#### [REQUIRED TASK 1]
Using the passage on the 2014 Copa Libertadores second stage, rewrite the paragraph that begins "For the second stage, the 32 teams" as a short bulleted list that keeps its main facts.
#### [REQUIRED TASK 2]
Decide whether each statement agrees with the passage on the 2014 Copa Libertadores second stage. Answer yes or no, and quote the deciding words. (a) The draw took place in Luque, Paraguay. (b) The second stage ended in May 2014. (c) Teams from the same association in Pots 1 and 2 were allowed to share a group.
#### [REQUIRED TASK 3]
Quote the passage on the 2014 Copa Libertadores second stage from the words "The second stage of" up to and including the words "in Luque, Paraguay.".

** START OF SUPPLIED PASSAGE **

= 2014 Copa Libertadores second stage =

The second stage of the 2014 Copa Libertadores de América was played from February 11 to April 10, 2014. A total of 32 teams competed in the second stage.

==Draw==
The draw of the tournament was held on December 12, 2013, 21:00 UTC−3, at the CONMEBOL Convention Centre in Luque, Paraguay.

For the second stage, the 32 teams were drawn into eight groups of four containing one team from each of the four seeding pots. The seeding of each team was determined by their association and qualifying berth (as per the rotational agreement established by CONMEBOL, the teams which qualified through berths 1 from Colombia, Ecuador, Peru and Venezuela were seeded into Pot 1 for odd-numbered years, while the teams which qualified through berths 1 from Bolivia, Chile, Paraguay and Uruguay were seeded into Pot 1 for even-numbered years). Teams from the same association in Pots 1 and 2 could not be drawn into the same group. However, a first stage winner, whose identity was not known at the time of the draw, could be drawn into the same group with another team from the same association.

** END OF SUPPLIED PASSAGE **
** START OF INFORMATION PROVIDED **

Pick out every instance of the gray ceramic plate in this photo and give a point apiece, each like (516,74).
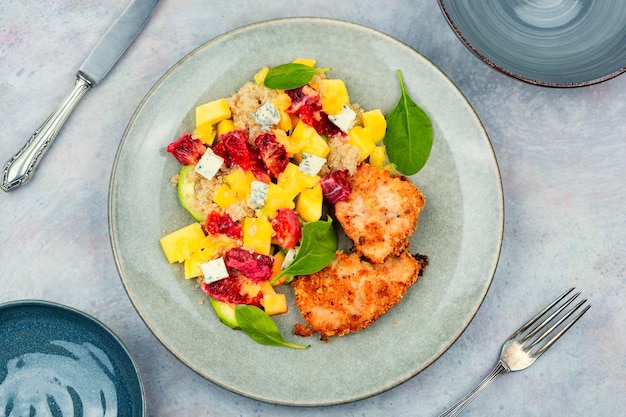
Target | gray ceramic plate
(556,43)
(56,360)
(460,229)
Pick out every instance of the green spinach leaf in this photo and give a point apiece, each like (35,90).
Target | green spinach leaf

** END OF INFORMATION PROVIDED **

#### [EXPECTED OUTPUT 1]
- The 32 teams were drawn into eight groups of four, with one team from each of the four seeding pots in each group.
- Each team's seeding depended on its association and qualifying berth. Under a CONMEBOL rotational agreement, berth 1 teams from Colombia, Ecuador, Peru and Venezuela went into Pot 1 in odd-numbered years. Berth 1 teams from Bolivia, Chile, Paraguay and Uruguay went into Pot 1 in even-numbered years.
- Teams from the same association in Pots 1 and 2 could not be drawn into the same group.
- A first stage winner, whose identity was unknown at the time of the draw, could be drawn into a group with another team from its own association.

#### [EXPECTED OUTPUT 2]
(a) Yes: "at the CONMEBOL Convention Centre in Luque, Paraguay"
(b) No: "was played from February 11 to April 10, 2014"
(c) No: "Teams from the same association in Pots 1 and 2 could not be drawn into the same group."

#### [EXPECTED OUTPUT 3]
The second stage of the 2014 Copa Libertadores de América was played from February 11 to April 10, 2014. A total of 32 teams competed in the second stage.

==Draw==
The draw of the tournament was held on December 12, 2013, 21:00 UTC−3, at the CONMEBOL Convention Centre in Luque, Paraguay.